Excerto selecionado »
┌──

Inês Afonso Marques, psicóloga clínica há 17 anos, na direção da área infantojuvenil da Oficina de Psicologia, vê exatamente o mesmo, quer em contexto de consulta, quer em contexto de formação. “Na generalidade dos casos, os pais estão presentes e interessam-se pelos temas dos filhos de forma equiparada à das mães.” Seja como lidar com birras, dificuldades em dormir, ansiedade, seja como comunicar com os filhos ou como estimular a sua confiança. “Observo pais que, no quotidiano, apoiam no estudo, acompanham as atividades extracurriculares, são confidentes dos filhos, estão presentes em momentos significativos, pais que brincam, que dão banho, que vestem. Pais presentes nas minhas consultas.” Ao longo dos anos, aponta, foi conhecendo pais atentos, disponíveis, participativos, envolvidos e interessados.

Vivências e experiências
Anselmo Hernanz geriu expectativas, memórias e sentimentos. Recua ao passado e lembra-se de o pai o levar a pescar e de detestar e do primeiro jogo de basquetebol a que o seu pai assistiu, já Anselmo tinha 16 anos. “É um equilíbrio entre o que sonhamos quando tivermos filhos e aquilo que eles realmente gostam e querem fazer”, indica.

Tenta, ao máximo, passar tempo com os filhos nas rotinas e no lazer. Ir de bicicleta até à praia, jogar basebol ao pé do mar e basquetebol no jardim de casa. Felipe e Adriana participam em algumas decisões familiares, resolvidas em conjunto, seja na compra de um carro, seja na escolha do destino de férias. Memórias que ficam para sempre. “É uma riqueza mais importante do que a camisola de marca ou do que o telemóvel mais recente”, frisa Anselmo. “Todos nós queremos o melhor para os nossos filhos, uns acham que é uma coisa, outros acham que é outra. Providenciamos o melhor que podemos. Mais do que coisas, experiências. São as vivências que lhes podem dar experiências.”

└──

A tarefa »
Reproduza, por favor, sem alterações a passagem do excerto sobre pais e filhos que começa em "Inês Afonso Marques, psicóloga" e termina em "envolvidos e interessados.".

Material de origem »
┌──

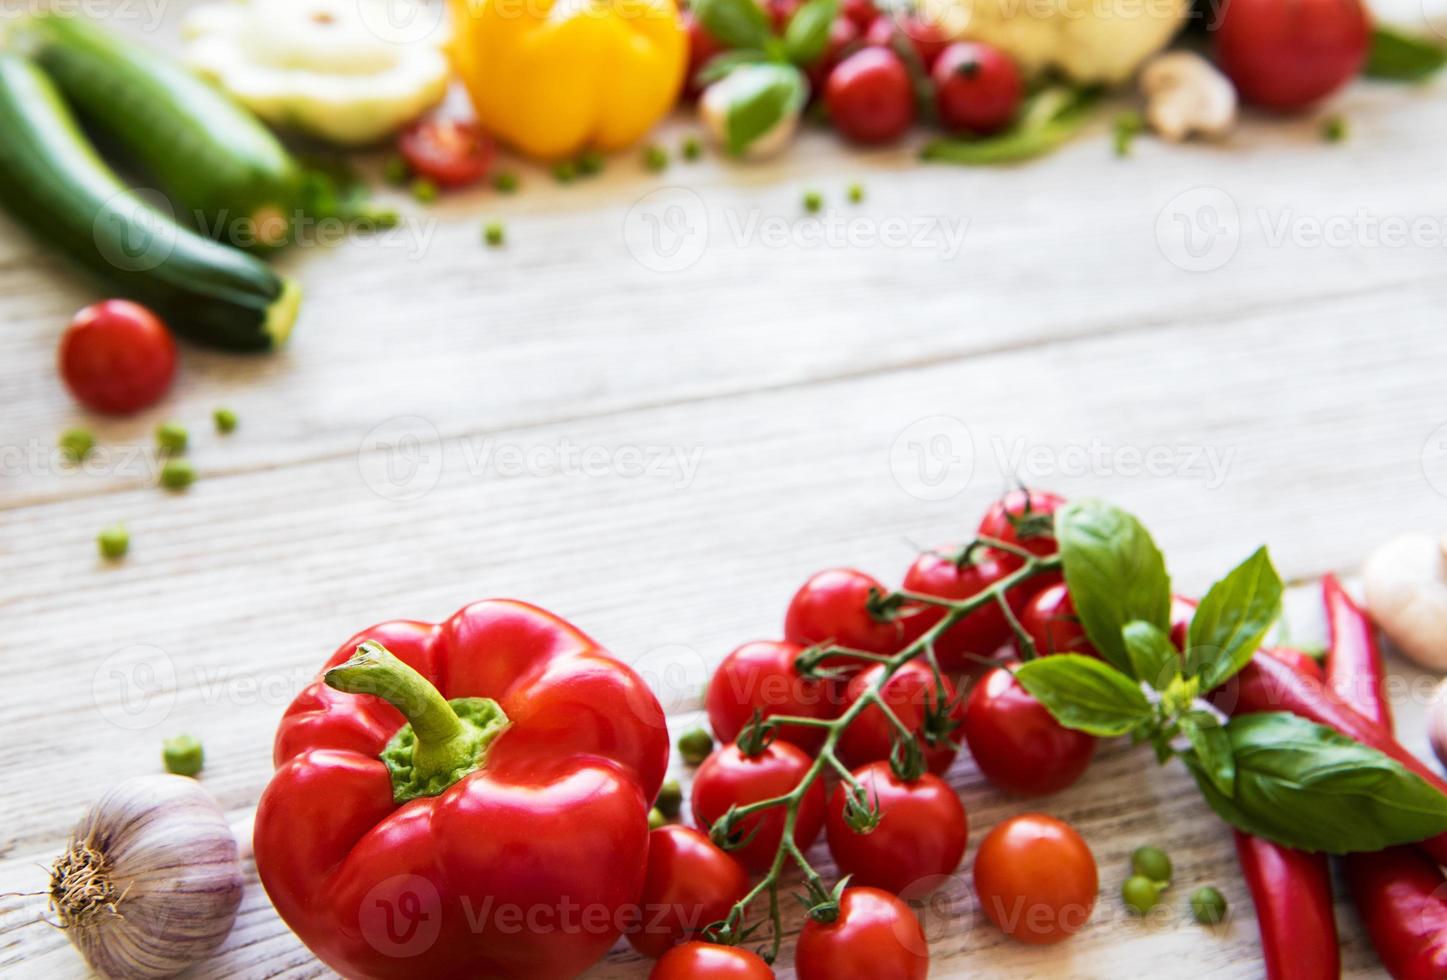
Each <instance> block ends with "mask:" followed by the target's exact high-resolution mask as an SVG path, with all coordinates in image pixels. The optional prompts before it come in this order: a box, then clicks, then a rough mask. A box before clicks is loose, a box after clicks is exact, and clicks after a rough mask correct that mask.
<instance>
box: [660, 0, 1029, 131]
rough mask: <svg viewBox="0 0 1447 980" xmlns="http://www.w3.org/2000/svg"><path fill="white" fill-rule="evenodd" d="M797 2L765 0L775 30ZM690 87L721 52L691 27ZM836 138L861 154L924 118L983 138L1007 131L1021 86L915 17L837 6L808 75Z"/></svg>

└──

Resultado esperado »
Inês Afonso Marques, psicóloga clínica há 17 anos, na direção da área infantojuvenil da Oficina de Psicologia, vê exatamente o mesmo, quer em contexto de consulta, quer em contexto de formação. “Na generalidade dos casos, os pais estão presentes e interessam-se pelos temas dos filhos de forma equiparada à das mães.” Seja como lidar com birras, dificuldades em dormir, ansiedade, seja como comunicar com os filhos ou como estimular a sua confiança. “Observo pais que, no quotidiano, apoiam no estudo, acompanham as atividades extracurriculares, são confidentes dos filhos, estão presentes em momentos significativos, pais que brincam, que dão banho, que vestem. Pais presentes nas minhas consultas.” Ao longo dos anos, aponta, foi conhecendo pais atentos, disponíveis, participativos, envolvidos e interessados.